The condensed consolidated interim financial statements do not constitute
statutory accounts as defined in Section 240 of the Companies Act 1985.
The financial information for the year ended 31 March 2007 has been extracted
from the statutory accounts (which were prepared under UK GAAP) for that period
and adjusted, as shown in note 5 below, to restate in accordance with
International Financial Reporting Standards ("IFRS"). This note includes
reconciliations of equity and the loss for comparative periods reported under UK
GAAP to those reported for those periods under IFRS. The auditors' report on
the statutory accounts was unqualified and did not contain a statement under
Section 237 of the Companies Act 1985. A copy of those financial statements has
been filed with the Registrar of Companies.
The Group's date of transition to IFRS was 1 April 2006 and condensed
consolidated interim financial statements have been prepared in accordance with
the first time adoption provisions set out in IFRS 1 First-time Adoption of
International Financial Reporting Standards. The condensed consolidated interim
financial statements do not include all of the information required for full
annual financial statements.
The condensed consolidated interim financial statements were authorised for
issue on 17th December 2007.
2. Significant Accounting Policies
Basis of accounting
The condensed consolidated financial statements are unaudited and have been
prepared in accordance with IFRS adopted by the EU.
The condensed consolidated financial statements have been prepared on the
historical cost basis. The principal accounting policies adopted are set out
below.
Goodwill
Goodwill arising on consolidation represents the excess of the cost of
acquisition over the Group's interest in the fair value of the identifiable
assets and liabilities of a subsidiary, at the date of acquisition. Goodwill is
initially recognised as an asset at cost and is subsequently measured at cost
less any accumulated impairment losses. Goodwill which is recognised as an
asset is reviewed for impairment at least annually. Any impairment is
recognised immediately in profit or loss.

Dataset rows
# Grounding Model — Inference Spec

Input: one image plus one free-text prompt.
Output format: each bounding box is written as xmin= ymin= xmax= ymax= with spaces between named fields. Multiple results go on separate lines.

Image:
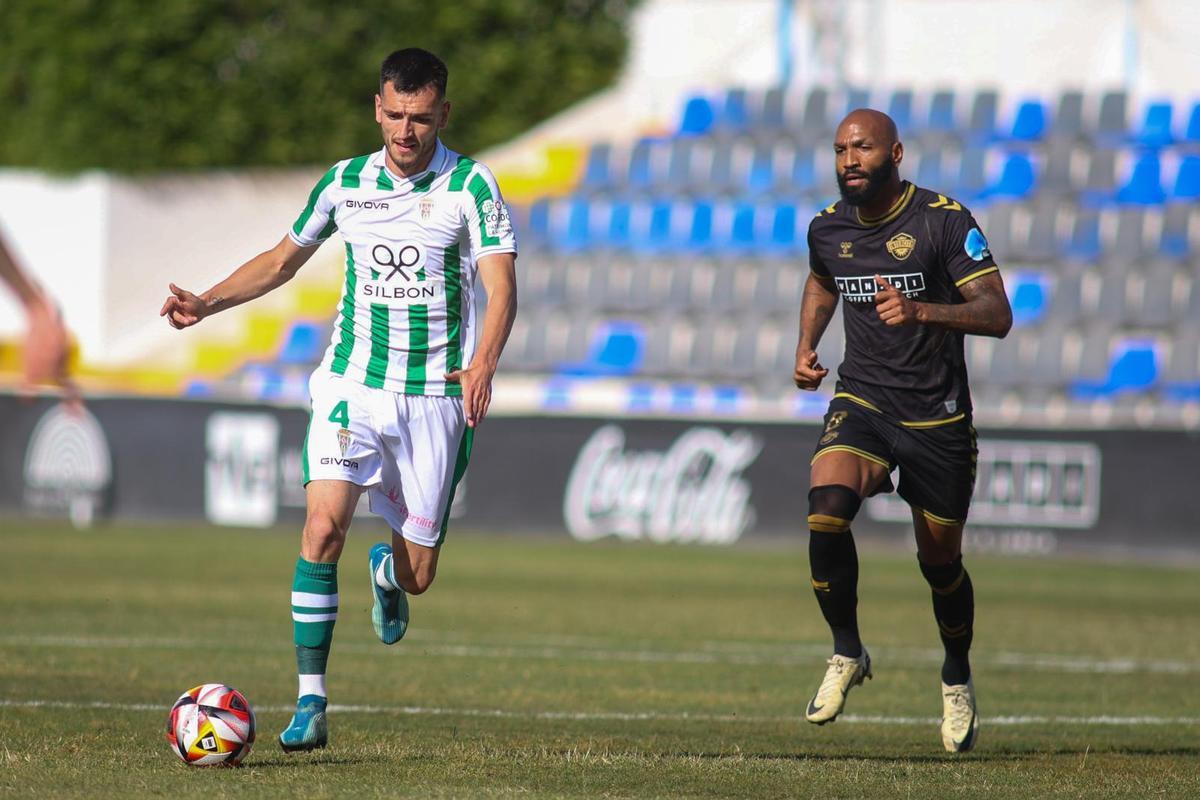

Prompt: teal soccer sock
xmin=292 ymin=557 xmax=337 ymax=694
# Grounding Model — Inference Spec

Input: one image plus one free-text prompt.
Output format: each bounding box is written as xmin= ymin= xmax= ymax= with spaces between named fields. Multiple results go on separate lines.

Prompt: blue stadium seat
xmin=1009 ymin=100 xmax=1046 ymax=142
xmin=1010 ymin=271 xmax=1049 ymax=327
xmin=558 ymin=320 xmax=646 ymax=378
xmin=679 ymin=96 xmax=716 ymax=136
xmin=718 ymin=89 xmax=750 ymax=131
xmin=1072 ymin=339 xmax=1159 ymax=399
xmin=558 ymin=197 xmax=592 ymax=249
xmin=979 ymin=152 xmax=1037 ymax=200
xmin=276 ymin=320 xmax=326 ymax=365
xmin=1171 ymin=154 xmax=1200 ymax=203
xmin=1116 ymin=152 xmax=1166 ymax=205
xmin=1183 ymin=102 xmax=1200 ymax=144
xmin=1133 ymin=102 xmax=1175 ymax=148
xmin=606 ymin=199 xmax=634 ymax=247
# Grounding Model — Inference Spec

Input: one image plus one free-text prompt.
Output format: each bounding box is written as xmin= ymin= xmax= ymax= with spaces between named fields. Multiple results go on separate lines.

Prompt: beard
xmin=838 ymin=158 xmax=896 ymax=206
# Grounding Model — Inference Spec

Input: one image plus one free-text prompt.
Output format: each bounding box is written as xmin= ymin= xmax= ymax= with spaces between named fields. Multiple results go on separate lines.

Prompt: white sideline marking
xmin=0 ymin=699 xmax=1200 ymax=727
xmin=0 ymin=631 xmax=1200 ymax=675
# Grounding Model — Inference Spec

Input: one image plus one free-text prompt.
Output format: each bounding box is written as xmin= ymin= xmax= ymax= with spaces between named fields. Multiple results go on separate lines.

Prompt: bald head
xmin=834 ymin=108 xmax=900 ymax=149
xmin=833 ymin=108 xmax=904 ymax=215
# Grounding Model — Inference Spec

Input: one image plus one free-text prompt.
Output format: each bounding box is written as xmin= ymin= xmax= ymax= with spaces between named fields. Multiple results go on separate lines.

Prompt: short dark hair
xmin=379 ymin=47 xmax=450 ymax=97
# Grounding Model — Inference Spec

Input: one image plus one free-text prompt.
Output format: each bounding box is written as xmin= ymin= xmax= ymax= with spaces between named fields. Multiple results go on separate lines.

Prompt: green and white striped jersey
xmin=288 ymin=142 xmax=516 ymax=396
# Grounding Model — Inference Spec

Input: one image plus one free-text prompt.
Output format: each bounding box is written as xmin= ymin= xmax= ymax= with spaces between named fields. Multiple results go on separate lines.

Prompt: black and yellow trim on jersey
xmin=809 ymin=513 xmax=850 ymax=534
xmin=809 ymin=445 xmax=892 ymax=471
xmin=929 ymin=194 xmax=962 ymax=211
xmin=954 ymin=266 xmax=1000 ymax=287
xmin=834 ymin=392 xmax=966 ymax=428
xmin=854 ymin=184 xmax=917 ymax=228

EXERCISE DESCRIPTION:
According to the financial statement notes, on what date did the Group transition to IFRS? These rows have no connection to the financial statement notes.

REPLY TO THE TASK:
1 April 2006